Jakarta (ANTARA) - Fenomena el nino menyebabkan panas menyengat dan kemarau panjang melanda sebagian daerah di negeri ini.
Peristiwa ini sudah berlangsung sejak beberapa bulan terakhir, bahkan mungkin juga akan terus berlanjut dalam beberapa bulan ke depan.
Hal ini tentu tidak mustahil akan bisa menimbulkan masalah berupa krisis kelangkaan pangan karena banyak petani mengalami gagal panen atau terlambat untuk bercocok tanam.
Tidak bisa dipungkiri, perubahan iklim yang drastis menyebabkan cuaca buruk,. El nino yang menjadi salah satu faktor keterlambatan tanam dan kegagalan panen di lahan-lahan petani yang membutuhkan curah hujan cukup.
Keterlambatan dan kegagalan tersebut berdampak serius pada masalah pangan, akibat lahan tadah hujan untuk pertanian padi mengalami kekeringan panjang.
Oleh karena itu antisipasi terhadap kemungkinan terjadinya masalah kelangkaan pangan ini harus menjadi perhatian lebih dari semua pihak, karena ini menyangkut kebutuhan pokok yang sangat besar arti dan maknanya bagi kehidupan suatu bangsa.
Sebab jika ketersediaan pangan di suatu negeri cukup tinggi, maka stabilitas sosial ekonomi di negeri tersebut tentu akan tinggi. Begitu pula sebaliknya. Jika ketersediaan pangannya rendah, maka hal demikian tentu akan dapat menciptakan ketidakstabilan ekonomi sosial dan politik di negara tersebut.

■ **Tugas yang Dikerjakan**
**a)** Jawablah pertanyaan berikut berdasarkan teks tentang el nino:
(i) Fenomena apa yang menyebabkan panas menyengat dan kemarau panjang?
(ii) Lahan jenis apa untuk pertanian padi yang mengalami kekeringan panjang?
(iii) Apa yang akan tinggi jika ketersediaan pangan di suatu negeri cukup tinggi?
**b)** Salin ulang kata demi kata seluruh bagian teks tentang el nino, mulai dari "Hal ini tentu" terus sampai "untuk bercocok tanam.".
**c)** Lanjutkan teks tentang el nino setelah kalimat terakhirnya.
Baris data di bawah tidak dipakai dalam pengerjaan ini.

■ **Data Mentah**
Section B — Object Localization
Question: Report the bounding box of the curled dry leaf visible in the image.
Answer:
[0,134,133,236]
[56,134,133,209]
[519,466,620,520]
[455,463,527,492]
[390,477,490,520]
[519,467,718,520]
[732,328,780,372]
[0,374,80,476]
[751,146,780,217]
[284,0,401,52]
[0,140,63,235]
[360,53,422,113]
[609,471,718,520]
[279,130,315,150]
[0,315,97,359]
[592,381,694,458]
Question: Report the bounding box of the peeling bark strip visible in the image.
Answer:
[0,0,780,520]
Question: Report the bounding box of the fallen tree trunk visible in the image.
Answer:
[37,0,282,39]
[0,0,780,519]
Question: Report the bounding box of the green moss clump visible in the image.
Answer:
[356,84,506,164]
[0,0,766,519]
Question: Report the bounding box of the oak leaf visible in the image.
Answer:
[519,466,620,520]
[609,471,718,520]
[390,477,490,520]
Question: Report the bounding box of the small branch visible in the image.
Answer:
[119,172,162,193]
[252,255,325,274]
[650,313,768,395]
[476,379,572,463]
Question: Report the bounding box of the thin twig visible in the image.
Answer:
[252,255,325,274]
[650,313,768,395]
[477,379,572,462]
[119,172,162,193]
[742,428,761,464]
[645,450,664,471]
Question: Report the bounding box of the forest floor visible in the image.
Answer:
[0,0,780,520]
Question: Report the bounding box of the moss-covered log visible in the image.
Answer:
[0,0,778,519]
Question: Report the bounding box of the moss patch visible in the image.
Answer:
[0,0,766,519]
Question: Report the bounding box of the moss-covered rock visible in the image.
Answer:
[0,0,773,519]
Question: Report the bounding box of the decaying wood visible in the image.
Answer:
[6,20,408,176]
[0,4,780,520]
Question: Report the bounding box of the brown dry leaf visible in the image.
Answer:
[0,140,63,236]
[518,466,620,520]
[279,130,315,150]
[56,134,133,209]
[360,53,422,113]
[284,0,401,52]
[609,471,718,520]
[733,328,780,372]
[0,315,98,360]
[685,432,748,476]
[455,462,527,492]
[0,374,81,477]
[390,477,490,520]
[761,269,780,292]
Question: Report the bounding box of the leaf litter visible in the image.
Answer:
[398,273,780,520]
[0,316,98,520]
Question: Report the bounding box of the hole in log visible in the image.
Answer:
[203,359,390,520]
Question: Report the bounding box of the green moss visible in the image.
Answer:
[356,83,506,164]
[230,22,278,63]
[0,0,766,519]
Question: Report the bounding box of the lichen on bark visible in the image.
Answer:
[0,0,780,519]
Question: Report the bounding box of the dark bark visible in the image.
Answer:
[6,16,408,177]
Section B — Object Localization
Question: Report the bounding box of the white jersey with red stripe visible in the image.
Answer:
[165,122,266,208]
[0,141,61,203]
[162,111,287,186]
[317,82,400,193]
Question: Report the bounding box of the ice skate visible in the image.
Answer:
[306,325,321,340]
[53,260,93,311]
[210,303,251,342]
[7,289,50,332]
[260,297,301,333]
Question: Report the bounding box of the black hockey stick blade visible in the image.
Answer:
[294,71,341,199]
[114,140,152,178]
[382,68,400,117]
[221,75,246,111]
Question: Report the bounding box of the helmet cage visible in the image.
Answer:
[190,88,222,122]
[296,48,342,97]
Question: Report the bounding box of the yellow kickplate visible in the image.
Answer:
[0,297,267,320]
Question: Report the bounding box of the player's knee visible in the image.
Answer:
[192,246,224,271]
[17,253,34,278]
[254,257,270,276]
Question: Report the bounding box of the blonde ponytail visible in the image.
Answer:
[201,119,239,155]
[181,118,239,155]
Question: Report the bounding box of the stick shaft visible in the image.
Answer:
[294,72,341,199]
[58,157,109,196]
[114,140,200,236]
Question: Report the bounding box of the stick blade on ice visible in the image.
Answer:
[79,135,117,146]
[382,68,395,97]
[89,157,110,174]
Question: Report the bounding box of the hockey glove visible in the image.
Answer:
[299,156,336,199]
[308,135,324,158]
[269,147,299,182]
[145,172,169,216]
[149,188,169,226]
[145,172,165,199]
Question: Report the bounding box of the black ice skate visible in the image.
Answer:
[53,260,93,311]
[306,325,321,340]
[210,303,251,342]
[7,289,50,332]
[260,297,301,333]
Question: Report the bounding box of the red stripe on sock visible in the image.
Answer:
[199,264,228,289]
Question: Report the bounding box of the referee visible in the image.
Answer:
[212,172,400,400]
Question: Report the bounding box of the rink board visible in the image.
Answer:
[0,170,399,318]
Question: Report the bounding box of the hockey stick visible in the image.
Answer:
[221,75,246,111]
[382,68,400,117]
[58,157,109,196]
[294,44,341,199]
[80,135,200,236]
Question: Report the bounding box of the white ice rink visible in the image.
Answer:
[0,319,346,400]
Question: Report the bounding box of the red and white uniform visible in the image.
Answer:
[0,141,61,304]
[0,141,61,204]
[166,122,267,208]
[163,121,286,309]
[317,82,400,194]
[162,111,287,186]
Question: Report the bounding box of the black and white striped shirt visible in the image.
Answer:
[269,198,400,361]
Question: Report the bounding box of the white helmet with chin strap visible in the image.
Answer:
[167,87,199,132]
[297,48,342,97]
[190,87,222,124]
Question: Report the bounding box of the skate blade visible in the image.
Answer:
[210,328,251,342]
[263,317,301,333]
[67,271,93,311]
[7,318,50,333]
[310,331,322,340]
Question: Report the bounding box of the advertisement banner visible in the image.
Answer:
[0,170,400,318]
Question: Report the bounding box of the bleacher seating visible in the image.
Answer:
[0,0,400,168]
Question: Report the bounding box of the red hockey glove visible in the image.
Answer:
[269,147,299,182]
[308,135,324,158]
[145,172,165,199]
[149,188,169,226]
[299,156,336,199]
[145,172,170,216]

■ **Hasil Akhir**
**a)**
(i) Fenomena el nino.
(ii) Lahan tadah hujan.
(iii) Stabilitas sosial ekonomi di negeri tersebut.

**b)**
Hal ini tentu tidak mustahil akan bisa menimbulkan masalah berupa krisis kelangkaan pangan karena banyak petani mengalami gagal panen atau terlambat untuk bercocok tanam.

**c)**
Jadi masalah ketahanan pangan merupakan permasalahan yang sangat penting dan strategis bagi suatu negara, karena dari berbagai data dan fakta yang ada menunjukkan bahwa tidak ada satu negara pun di dunia ini yang dapat menjalankan pembangunannya dengan baik sebelum mereka mampu menciptakan ketahanan pangan terlebih dahulu.
Di sinilah kemungkinan masalah yang tidak diinginkan tersebut akan bisa terjadi karena dengan terjadinya fenomena el nino, akibatnya stock dan ketersediaan pangan nasional, terutama beras yang menjadi konsumsi utama masyarakat, tentu akan bermasalah.
Untuk itu, agar bangsa ini bisa terhindar dari krisis pangan, maka langkah-langkah antisipatif dari pemerintah dan masyarakat jelas sangat diperlukan.
Solusi konkret
Sebenarnya, secara teoritis, kalau ketersediaan pangan secara nasional tidak bisa ditopang oleh produksi dalam negeri, maka solusinya pemerintah harus melakukan impor.
Hanya saja, untuk melakukan impor sekarang ini juga jelas tidak mudah karena banyak negara yang selama ini dikenal sebagai pengekspor beras juga harus berjaga-jaga karena stok pangan mereka juga terganggu oleh masalah el nino atau akibat masalah konflik atau perang yang melanda negara mereka.
Mengingat persoalan iklim ini juga dirasakan, bukan hanya Indonesia, tapi juga oleh banyak negara, maka negara-negara pengekspor beras kurang lebih juga mengalami masalah yang sama dengan Indonesia.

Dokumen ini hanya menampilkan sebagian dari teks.